Stored data:
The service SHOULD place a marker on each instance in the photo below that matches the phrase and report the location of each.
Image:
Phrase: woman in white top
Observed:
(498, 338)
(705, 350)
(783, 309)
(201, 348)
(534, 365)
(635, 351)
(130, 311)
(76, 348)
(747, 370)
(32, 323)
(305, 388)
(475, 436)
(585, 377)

### Problem requirements
Copy out every one of the lines above again, requests and all, and shift each coordinate in the answers by taking 114 off every number.

### Worked solution
The service SHOULD place a marker on each instance in the photo below that matches the phrase and report the location of each.
Image:
Phrase: woman in white top
Observed:
(384, 224)
(591, 236)
(669, 195)
(87, 234)
(420, 251)
(521, 237)
(16, 197)
(-38, 234)
(633, 256)
(-82, 209)
(191, 274)
(361, 322)
(471, 263)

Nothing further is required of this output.